• _Work request_: Among the records below, find the lines with the word "covered" and copy them.

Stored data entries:
↓↓↓
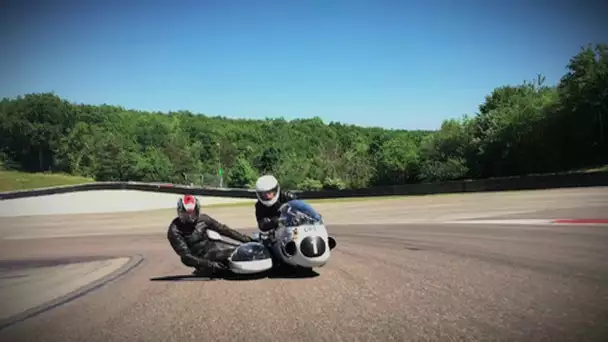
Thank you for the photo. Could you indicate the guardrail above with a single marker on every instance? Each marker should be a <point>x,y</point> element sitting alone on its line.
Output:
<point>535,182</point>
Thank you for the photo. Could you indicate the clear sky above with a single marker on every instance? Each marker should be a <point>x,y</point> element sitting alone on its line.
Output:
<point>394,64</point>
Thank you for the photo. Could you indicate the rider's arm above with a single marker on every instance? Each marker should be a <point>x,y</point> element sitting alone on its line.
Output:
<point>224,229</point>
<point>180,247</point>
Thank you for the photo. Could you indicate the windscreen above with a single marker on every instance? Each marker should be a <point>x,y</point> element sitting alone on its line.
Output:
<point>297,213</point>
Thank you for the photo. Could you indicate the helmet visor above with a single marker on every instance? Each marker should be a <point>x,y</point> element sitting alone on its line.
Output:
<point>268,195</point>
<point>187,216</point>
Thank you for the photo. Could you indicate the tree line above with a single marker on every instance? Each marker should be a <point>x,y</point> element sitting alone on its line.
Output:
<point>519,129</point>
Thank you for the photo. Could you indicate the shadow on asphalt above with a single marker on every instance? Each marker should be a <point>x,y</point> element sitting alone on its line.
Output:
<point>283,273</point>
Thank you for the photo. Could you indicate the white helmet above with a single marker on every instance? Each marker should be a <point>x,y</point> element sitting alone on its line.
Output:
<point>268,190</point>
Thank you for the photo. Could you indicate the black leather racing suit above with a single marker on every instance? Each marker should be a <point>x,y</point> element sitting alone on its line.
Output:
<point>268,217</point>
<point>190,241</point>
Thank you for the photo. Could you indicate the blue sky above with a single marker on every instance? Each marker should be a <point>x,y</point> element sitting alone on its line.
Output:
<point>394,64</point>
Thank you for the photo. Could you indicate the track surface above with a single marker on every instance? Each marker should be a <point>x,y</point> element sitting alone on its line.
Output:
<point>408,281</point>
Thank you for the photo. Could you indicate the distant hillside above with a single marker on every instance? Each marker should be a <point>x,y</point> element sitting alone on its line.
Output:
<point>519,129</point>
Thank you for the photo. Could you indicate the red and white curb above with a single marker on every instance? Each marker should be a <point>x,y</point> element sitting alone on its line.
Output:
<point>535,221</point>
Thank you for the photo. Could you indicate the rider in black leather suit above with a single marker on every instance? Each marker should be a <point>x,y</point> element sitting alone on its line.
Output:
<point>188,237</point>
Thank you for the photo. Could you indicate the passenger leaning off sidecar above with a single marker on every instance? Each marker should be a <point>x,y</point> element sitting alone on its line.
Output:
<point>270,199</point>
<point>187,235</point>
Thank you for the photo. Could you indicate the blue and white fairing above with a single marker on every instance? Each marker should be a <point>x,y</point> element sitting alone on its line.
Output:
<point>301,238</point>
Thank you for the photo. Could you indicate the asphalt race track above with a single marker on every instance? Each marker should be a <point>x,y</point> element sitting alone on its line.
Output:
<point>419,280</point>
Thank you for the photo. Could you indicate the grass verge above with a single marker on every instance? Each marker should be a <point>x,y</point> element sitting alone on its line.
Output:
<point>15,180</point>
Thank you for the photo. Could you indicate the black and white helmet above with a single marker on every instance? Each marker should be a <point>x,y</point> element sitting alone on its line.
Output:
<point>268,190</point>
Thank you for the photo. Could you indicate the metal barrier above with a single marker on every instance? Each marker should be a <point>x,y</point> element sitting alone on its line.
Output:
<point>535,182</point>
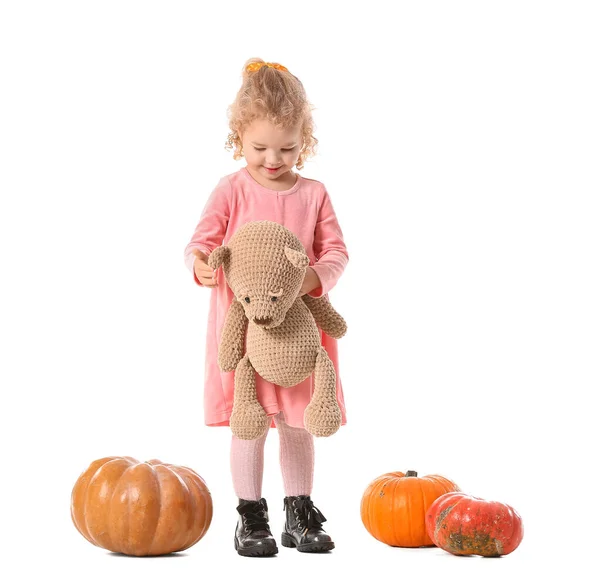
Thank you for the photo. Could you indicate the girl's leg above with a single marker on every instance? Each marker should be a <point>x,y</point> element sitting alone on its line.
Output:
<point>296,456</point>
<point>247,462</point>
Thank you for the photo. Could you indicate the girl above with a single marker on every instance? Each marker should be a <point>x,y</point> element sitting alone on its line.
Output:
<point>271,127</point>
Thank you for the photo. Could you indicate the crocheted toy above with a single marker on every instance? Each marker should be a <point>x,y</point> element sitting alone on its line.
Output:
<point>264,265</point>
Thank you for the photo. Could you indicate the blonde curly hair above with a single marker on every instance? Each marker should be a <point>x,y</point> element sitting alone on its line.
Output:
<point>275,95</point>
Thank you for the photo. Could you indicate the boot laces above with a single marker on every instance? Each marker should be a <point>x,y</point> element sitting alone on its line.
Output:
<point>309,517</point>
<point>254,514</point>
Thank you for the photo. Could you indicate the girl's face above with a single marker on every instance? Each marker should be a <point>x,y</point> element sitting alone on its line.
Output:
<point>271,153</point>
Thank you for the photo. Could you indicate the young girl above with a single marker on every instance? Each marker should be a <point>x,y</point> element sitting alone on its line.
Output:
<point>271,127</point>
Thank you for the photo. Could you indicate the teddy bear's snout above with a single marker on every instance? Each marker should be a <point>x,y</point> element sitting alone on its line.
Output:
<point>263,321</point>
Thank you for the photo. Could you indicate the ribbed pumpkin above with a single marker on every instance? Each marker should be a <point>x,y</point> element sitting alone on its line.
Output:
<point>394,505</point>
<point>140,509</point>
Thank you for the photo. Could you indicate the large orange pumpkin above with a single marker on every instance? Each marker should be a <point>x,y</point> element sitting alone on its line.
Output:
<point>394,505</point>
<point>135,508</point>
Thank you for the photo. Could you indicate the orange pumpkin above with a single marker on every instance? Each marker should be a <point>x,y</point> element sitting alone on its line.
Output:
<point>394,505</point>
<point>149,508</point>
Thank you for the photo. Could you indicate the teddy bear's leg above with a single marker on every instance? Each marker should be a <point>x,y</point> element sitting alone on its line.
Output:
<point>322,416</point>
<point>248,419</point>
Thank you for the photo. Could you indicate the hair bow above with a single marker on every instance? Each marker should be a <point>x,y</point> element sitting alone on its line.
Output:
<point>254,66</point>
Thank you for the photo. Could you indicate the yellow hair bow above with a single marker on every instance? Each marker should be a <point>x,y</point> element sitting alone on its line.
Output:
<point>254,66</point>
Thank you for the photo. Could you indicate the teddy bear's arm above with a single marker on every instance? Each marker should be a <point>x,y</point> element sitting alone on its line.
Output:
<point>248,419</point>
<point>326,316</point>
<point>322,416</point>
<point>231,347</point>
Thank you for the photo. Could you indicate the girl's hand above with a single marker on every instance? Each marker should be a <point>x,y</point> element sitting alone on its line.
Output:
<point>310,283</point>
<point>206,275</point>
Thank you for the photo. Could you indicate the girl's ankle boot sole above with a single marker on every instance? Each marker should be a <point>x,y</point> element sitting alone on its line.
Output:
<point>288,541</point>
<point>256,550</point>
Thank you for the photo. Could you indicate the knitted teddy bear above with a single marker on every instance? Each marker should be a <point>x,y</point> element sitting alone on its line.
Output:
<point>264,265</point>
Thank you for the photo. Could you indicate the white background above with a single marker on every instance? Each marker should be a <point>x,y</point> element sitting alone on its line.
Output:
<point>459,142</point>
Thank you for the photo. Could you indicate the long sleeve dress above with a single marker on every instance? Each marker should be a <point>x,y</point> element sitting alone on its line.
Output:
<point>306,210</point>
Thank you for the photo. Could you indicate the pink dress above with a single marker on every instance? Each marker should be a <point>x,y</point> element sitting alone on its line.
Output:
<point>306,210</point>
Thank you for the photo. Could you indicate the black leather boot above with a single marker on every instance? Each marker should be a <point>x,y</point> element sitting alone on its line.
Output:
<point>253,537</point>
<point>303,526</point>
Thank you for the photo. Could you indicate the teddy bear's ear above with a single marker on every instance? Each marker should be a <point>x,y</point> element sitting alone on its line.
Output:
<point>297,258</point>
<point>219,256</point>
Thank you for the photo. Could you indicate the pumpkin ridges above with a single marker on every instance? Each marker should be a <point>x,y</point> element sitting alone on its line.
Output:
<point>78,496</point>
<point>139,509</point>
<point>187,522</point>
<point>202,513</point>
<point>192,514</point>
<point>172,501</point>
<point>98,496</point>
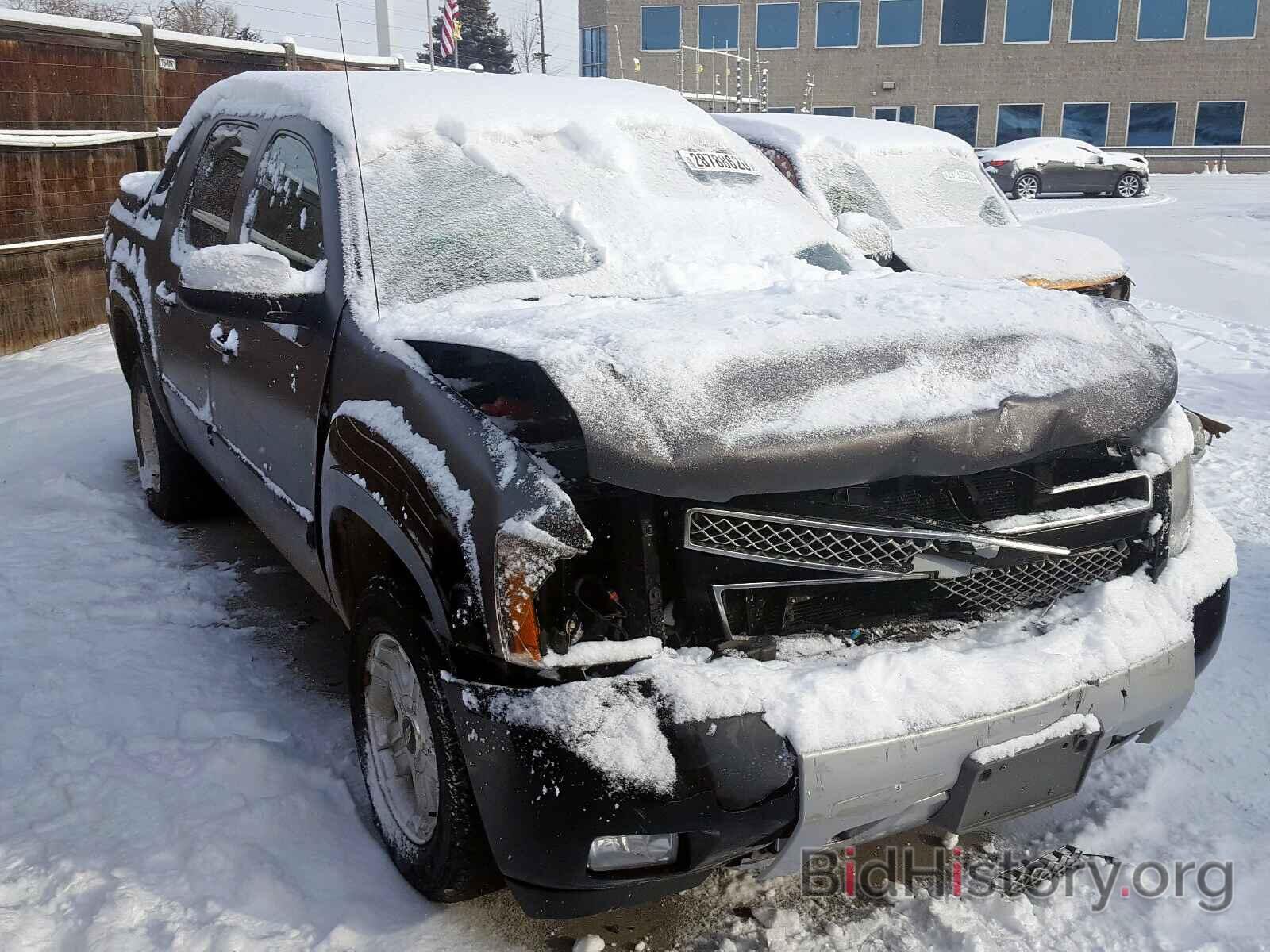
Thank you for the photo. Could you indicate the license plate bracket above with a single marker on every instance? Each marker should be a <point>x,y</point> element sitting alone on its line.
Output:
<point>1011,786</point>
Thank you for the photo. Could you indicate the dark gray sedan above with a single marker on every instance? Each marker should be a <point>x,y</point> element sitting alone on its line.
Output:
<point>1030,167</point>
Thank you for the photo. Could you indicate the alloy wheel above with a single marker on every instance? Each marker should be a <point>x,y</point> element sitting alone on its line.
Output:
<point>402,750</point>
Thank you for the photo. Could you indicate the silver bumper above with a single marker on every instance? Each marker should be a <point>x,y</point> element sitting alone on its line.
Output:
<point>861,793</point>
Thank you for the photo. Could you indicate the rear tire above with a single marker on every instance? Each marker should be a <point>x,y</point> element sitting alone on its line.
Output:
<point>1026,186</point>
<point>1128,186</point>
<point>177,488</point>
<point>408,747</point>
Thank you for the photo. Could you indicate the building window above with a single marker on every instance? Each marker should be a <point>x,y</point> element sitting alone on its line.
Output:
<point>1018,121</point>
<point>1232,19</point>
<point>595,51</point>
<point>960,121</point>
<point>837,23</point>
<point>776,27</point>
<point>899,22</point>
<point>1219,125</point>
<point>718,27</point>
<point>660,29</point>
<point>1162,19</point>
<point>1028,21</point>
<point>1086,122</point>
<point>963,22</point>
<point>895,113</point>
<point>1151,124</point>
<point>1095,21</point>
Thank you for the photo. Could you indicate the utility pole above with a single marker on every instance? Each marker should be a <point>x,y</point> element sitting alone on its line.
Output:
<point>384,25</point>
<point>543,41</point>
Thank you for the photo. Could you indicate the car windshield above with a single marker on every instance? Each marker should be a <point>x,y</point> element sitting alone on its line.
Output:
<point>918,190</point>
<point>525,215</point>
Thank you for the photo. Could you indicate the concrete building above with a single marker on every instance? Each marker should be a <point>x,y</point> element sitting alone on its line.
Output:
<point>1172,78</point>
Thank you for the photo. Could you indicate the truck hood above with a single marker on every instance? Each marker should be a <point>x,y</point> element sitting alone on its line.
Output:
<point>818,385</point>
<point>1041,257</point>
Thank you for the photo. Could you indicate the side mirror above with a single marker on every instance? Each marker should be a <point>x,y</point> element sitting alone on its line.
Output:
<point>249,281</point>
<point>870,235</point>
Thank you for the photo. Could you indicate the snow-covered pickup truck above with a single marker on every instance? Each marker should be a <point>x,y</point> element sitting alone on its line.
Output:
<point>671,531</point>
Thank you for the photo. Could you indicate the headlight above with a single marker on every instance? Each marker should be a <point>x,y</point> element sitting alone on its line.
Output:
<point>1181,497</point>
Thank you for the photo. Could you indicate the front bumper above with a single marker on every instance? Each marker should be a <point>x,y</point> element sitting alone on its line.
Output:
<point>742,789</point>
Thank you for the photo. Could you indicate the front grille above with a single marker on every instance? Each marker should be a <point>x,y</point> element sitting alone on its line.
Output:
<point>1034,583</point>
<point>789,541</point>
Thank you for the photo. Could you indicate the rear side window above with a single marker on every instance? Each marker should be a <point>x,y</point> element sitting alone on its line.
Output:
<point>216,182</point>
<point>283,213</point>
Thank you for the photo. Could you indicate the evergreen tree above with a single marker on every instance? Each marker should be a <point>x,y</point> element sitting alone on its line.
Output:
<point>482,40</point>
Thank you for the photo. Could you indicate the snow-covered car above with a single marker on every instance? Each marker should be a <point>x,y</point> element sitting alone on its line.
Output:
<point>671,532</point>
<point>918,200</point>
<point>1028,168</point>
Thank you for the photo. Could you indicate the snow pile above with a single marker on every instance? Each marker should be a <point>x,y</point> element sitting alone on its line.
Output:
<point>1041,257</point>
<point>249,270</point>
<point>139,183</point>
<point>857,695</point>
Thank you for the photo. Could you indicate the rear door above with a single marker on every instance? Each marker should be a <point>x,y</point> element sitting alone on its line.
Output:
<point>268,390</point>
<point>213,188</point>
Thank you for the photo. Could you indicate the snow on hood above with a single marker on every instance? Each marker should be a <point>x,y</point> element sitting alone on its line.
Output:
<point>1039,257</point>
<point>816,385</point>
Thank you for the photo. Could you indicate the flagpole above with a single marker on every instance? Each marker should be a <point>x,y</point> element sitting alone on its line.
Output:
<point>432,55</point>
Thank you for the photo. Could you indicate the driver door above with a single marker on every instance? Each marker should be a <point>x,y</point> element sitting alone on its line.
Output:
<point>268,387</point>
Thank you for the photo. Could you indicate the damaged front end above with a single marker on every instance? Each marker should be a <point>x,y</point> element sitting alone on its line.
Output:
<point>602,780</point>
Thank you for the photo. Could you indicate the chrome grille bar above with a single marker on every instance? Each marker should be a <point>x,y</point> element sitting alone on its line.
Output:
<point>832,546</point>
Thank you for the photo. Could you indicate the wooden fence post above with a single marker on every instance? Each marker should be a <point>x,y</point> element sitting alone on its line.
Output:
<point>148,86</point>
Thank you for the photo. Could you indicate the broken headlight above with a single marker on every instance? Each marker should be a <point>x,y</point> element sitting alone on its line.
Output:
<point>522,562</point>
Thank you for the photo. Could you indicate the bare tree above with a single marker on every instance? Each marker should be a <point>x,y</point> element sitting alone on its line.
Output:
<point>84,10</point>
<point>524,29</point>
<point>213,19</point>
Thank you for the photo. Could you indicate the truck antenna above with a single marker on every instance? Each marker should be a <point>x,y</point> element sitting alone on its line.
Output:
<point>357,154</point>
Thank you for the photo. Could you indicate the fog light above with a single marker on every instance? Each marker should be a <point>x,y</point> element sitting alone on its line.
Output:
<point>610,854</point>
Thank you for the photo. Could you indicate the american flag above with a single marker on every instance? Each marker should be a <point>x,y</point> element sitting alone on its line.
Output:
<point>448,27</point>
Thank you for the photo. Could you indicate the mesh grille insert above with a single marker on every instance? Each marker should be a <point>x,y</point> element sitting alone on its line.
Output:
<point>1000,589</point>
<point>810,545</point>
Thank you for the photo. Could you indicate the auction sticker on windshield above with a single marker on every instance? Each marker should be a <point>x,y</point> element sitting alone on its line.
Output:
<point>717,162</point>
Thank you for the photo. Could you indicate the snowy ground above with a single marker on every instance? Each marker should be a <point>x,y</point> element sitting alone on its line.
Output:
<point>175,763</point>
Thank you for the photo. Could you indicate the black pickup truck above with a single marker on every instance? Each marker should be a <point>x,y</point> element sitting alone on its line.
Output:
<point>645,499</point>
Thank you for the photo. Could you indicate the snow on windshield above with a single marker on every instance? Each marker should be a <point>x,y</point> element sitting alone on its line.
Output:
<point>918,190</point>
<point>597,211</point>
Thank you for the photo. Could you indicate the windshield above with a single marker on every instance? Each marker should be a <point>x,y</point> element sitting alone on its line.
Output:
<point>920,190</point>
<point>628,215</point>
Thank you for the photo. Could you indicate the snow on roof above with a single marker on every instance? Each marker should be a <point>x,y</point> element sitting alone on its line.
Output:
<point>794,132</point>
<point>1035,145</point>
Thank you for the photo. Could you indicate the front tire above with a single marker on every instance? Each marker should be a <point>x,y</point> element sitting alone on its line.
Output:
<point>410,752</point>
<point>1026,186</point>
<point>177,488</point>
<point>1128,186</point>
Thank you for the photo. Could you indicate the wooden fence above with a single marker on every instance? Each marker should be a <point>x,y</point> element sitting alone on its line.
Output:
<point>82,103</point>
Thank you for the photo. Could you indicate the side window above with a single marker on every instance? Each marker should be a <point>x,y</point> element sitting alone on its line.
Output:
<point>215,186</point>
<point>283,213</point>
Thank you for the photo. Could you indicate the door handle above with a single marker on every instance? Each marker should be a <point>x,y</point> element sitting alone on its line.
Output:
<point>225,346</point>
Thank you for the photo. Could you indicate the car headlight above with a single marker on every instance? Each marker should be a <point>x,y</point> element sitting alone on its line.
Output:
<point>1181,498</point>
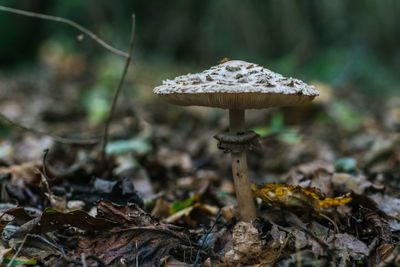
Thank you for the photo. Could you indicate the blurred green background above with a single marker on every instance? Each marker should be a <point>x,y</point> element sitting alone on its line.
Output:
<point>346,44</point>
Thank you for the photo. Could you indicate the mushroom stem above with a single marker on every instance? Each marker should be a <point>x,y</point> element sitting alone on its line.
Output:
<point>239,168</point>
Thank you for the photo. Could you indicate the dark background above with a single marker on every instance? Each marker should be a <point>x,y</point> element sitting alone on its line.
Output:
<point>343,43</point>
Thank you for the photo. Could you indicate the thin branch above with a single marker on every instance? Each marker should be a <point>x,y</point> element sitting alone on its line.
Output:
<point>56,138</point>
<point>117,91</point>
<point>18,251</point>
<point>66,21</point>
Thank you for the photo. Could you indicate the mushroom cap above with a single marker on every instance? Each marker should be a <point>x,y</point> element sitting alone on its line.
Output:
<point>236,84</point>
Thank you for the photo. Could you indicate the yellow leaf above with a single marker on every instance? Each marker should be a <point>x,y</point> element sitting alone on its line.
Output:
<point>296,197</point>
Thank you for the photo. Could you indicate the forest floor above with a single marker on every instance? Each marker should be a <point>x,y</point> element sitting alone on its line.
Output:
<point>164,194</point>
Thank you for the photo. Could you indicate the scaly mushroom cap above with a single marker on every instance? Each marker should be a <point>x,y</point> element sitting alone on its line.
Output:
↑↑↑
• _Written solution_:
Thank you for the photo. Could you indicate the snow-covered pickup truck above with a single marker on every instance? Each marker should be a <point>x,y</point> element sitting alone on its line.
Thank you for the photo. Could you indicate the snow-covered car above with a single marker on every instance? Each marker should be a <point>x,y</point> element sitting alone on its line.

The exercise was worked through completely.